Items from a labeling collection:
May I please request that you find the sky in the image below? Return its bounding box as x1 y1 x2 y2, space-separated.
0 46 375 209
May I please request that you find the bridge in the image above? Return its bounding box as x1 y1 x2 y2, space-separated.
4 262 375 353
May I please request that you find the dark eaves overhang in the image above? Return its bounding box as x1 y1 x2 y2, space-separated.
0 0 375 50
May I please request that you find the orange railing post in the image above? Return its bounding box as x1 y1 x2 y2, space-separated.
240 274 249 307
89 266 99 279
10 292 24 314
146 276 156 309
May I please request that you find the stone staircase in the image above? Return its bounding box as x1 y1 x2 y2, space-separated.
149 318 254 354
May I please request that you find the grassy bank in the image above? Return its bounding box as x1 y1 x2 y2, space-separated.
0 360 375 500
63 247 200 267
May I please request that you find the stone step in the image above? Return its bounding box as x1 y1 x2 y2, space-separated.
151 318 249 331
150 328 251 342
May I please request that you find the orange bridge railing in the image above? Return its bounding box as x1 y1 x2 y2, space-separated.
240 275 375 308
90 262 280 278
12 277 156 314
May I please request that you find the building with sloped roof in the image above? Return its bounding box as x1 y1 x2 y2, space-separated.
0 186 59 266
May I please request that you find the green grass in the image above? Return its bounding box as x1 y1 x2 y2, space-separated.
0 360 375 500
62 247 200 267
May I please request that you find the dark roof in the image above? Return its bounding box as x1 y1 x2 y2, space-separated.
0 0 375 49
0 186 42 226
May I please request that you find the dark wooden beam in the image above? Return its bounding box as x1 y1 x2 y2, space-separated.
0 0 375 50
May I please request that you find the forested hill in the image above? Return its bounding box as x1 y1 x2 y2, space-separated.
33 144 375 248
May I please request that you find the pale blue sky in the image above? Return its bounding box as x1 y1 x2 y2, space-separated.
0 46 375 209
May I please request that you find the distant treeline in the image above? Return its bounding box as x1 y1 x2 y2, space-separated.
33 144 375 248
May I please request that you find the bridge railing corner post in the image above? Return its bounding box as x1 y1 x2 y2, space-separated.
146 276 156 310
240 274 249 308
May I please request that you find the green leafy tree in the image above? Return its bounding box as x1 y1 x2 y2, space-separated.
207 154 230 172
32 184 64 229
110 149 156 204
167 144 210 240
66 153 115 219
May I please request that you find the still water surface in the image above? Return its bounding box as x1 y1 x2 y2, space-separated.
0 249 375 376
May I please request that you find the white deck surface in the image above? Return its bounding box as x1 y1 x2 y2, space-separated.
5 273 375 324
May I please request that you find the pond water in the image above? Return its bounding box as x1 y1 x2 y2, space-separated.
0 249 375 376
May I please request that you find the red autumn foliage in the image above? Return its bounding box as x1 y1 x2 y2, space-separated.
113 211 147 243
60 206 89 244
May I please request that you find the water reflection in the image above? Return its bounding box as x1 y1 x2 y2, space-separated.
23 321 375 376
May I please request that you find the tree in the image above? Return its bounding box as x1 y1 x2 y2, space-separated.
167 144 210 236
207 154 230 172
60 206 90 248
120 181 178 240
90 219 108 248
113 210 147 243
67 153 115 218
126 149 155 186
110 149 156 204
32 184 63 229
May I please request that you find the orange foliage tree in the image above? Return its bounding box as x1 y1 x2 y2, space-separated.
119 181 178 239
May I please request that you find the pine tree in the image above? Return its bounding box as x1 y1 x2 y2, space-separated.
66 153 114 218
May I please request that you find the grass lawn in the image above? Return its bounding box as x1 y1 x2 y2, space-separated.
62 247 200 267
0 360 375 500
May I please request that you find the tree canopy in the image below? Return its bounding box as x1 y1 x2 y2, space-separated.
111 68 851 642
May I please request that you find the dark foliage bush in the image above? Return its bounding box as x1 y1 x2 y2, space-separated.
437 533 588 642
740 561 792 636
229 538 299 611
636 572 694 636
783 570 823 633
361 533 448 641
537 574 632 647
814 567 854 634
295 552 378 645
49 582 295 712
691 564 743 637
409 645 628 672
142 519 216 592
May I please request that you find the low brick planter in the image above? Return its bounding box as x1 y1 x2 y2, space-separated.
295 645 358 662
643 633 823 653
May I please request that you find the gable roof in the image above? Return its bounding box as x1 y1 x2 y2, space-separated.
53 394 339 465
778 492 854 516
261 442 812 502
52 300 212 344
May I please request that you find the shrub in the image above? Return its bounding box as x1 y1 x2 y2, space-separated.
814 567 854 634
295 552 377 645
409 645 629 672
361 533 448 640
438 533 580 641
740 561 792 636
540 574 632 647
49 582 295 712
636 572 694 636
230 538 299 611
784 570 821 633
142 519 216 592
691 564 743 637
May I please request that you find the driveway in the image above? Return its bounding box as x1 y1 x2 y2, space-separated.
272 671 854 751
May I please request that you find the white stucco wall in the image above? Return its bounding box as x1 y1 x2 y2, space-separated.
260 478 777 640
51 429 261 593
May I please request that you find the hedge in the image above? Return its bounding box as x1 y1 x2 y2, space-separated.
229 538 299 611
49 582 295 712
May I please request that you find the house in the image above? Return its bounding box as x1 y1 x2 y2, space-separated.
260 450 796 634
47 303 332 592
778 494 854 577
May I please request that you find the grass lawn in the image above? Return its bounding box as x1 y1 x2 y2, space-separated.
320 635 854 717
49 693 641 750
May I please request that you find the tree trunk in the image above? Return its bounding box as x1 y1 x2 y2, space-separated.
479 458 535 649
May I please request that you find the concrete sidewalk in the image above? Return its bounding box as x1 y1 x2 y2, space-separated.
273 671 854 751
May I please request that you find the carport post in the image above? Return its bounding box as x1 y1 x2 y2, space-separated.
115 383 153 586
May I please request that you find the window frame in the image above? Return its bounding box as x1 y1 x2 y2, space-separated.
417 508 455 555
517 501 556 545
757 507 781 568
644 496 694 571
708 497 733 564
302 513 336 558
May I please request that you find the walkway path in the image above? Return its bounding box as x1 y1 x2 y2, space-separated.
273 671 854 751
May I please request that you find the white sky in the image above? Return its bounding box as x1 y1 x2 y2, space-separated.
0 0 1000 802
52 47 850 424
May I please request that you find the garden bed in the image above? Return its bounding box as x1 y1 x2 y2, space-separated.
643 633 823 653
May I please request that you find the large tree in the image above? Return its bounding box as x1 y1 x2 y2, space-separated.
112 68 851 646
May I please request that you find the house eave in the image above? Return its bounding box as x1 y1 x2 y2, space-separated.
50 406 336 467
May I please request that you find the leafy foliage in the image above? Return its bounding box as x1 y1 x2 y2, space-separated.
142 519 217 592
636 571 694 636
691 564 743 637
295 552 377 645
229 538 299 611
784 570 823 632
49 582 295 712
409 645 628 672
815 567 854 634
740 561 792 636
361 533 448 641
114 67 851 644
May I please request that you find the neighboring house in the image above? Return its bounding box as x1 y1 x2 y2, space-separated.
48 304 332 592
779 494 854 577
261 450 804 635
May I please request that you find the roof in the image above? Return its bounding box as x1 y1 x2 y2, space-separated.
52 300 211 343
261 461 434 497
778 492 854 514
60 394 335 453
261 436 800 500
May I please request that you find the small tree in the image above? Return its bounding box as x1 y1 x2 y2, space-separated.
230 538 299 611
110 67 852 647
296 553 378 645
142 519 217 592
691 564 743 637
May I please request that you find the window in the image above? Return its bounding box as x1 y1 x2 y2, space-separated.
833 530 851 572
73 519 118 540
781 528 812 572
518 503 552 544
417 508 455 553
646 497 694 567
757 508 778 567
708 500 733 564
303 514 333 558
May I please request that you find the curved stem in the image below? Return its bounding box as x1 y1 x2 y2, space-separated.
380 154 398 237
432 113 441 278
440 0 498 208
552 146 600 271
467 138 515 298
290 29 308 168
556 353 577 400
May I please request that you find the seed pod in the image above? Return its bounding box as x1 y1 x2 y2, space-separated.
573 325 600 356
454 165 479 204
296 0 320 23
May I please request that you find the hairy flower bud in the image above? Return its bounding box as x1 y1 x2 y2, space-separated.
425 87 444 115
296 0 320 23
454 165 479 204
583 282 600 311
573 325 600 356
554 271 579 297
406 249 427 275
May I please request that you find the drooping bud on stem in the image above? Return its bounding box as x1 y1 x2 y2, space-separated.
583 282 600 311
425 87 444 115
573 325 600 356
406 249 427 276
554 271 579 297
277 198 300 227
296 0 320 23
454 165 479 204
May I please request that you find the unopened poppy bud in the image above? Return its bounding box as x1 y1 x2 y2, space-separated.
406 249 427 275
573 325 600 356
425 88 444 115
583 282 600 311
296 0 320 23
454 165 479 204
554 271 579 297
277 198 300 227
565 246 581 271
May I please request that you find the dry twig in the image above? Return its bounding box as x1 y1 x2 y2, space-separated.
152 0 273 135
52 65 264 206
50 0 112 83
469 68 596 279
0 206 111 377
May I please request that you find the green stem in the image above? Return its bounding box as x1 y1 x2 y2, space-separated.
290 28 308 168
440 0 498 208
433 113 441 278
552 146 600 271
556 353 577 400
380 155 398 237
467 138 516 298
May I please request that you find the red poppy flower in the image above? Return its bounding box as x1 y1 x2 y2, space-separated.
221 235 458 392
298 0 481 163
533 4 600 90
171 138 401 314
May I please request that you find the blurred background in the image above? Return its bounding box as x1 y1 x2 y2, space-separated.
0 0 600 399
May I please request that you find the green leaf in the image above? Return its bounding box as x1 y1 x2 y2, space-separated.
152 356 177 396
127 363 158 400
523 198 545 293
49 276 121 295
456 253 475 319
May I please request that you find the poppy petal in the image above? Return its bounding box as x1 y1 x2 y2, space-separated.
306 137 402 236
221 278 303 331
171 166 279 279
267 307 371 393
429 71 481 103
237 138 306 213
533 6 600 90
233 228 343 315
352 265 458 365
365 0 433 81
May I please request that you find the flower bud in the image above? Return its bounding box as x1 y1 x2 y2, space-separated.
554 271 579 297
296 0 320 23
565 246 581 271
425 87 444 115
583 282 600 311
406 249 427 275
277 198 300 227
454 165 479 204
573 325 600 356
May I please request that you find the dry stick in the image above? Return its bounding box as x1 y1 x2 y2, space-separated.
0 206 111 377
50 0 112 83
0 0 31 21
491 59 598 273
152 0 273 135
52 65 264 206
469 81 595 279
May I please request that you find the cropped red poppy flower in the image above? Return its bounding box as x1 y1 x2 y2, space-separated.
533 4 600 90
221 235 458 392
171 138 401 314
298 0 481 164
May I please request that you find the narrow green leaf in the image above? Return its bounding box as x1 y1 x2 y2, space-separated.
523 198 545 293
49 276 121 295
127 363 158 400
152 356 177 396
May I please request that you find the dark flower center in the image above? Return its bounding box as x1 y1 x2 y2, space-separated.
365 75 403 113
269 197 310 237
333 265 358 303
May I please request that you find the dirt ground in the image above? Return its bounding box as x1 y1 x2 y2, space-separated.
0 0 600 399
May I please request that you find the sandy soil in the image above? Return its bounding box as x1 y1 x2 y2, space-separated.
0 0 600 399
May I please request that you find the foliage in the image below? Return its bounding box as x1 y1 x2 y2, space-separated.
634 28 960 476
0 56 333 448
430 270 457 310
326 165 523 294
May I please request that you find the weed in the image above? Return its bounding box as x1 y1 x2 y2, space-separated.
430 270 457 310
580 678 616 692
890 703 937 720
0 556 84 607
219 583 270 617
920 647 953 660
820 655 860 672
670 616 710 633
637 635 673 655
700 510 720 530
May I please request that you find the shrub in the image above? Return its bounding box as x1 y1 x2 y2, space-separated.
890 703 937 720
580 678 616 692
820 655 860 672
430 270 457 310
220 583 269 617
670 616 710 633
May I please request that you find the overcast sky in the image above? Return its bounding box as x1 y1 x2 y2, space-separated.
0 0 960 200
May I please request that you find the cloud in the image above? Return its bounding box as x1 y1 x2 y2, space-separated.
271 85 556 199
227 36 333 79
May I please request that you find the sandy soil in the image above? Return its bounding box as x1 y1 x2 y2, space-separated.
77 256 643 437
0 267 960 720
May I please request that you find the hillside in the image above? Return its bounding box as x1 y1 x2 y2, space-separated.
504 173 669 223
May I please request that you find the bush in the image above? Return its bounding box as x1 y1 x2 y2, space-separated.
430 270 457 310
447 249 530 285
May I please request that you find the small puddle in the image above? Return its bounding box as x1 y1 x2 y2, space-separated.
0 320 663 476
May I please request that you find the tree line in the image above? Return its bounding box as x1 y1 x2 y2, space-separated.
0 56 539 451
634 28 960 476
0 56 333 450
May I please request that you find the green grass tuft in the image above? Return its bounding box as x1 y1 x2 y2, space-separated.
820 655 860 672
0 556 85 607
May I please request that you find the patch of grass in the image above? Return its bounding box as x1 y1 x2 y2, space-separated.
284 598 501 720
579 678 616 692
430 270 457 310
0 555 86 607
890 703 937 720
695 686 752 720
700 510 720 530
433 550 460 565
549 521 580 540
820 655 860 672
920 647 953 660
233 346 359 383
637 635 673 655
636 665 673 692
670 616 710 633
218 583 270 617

== Instructions to follow ==
Could you write out again, unchanged, every line from the line with "May I please request that you find the forested" to the line with "32 184 63 229", including both of those lines and nothing else?

== Task result ==
May I please request that you find the forested hill in the image above? Return its bounding box as x1 y1 x2 y2, space-separated.
33 144 375 248
May I please request that you find the pale blue sky in the image above? Return its bounding box as x1 y1 x2 y2, space-separated.
0 46 375 209
May I please request that you find the distant treeline in the image above? Return its bounding box as x1 y1 x2 y2, space-separated.
33 144 375 248
May I please request that you find the bridge railing corner post in the image above? Return its bounding box as x1 y1 x2 y2, space-separated.
146 276 156 310
240 274 249 308
May I please request that you find the green leafy tree in the image above? Return its bounding box as x1 y1 x2 y2, space-separated.
207 154 230 172
32 184 64 229
110 149 156 204
167 144 210 240
66 153 115 219
May I please request that you find the still water surface in the image above? Return its bounding box as x1 y1 x2 y2, space-separated.
0 249 375 376
May I please request that you find the white deck surface in the image above? Return its bounding box as x1 y1 x2 y2, space-separated.
5 273 375 324
May I please request that you find the pond water in the image above? Return its bounding box as x1 y1 x2 y2, space-separated.
0 249 375 376
May I please request that you find the red autumn foliage in the image above? Return its bounding box as x1 y1 x2 y2, space-separated.
113 211 147 243
60 206 89 244
May I please request that you find the water reflection in the image above? Return its bounding box as x1 y1 x2 y2, space-separated.
23 321 375 376
May I please request that you find the tree in the image above? Return its bounding box as x1 y1 x2 y2, space-separated.
167 144 210 236
207 154 230 172
60 206 90 248
120 181 178 240
90 219 108 248
113 210 147 243
67 153 115 218
126 149 155 186
110 149 156 204
32 184 63 229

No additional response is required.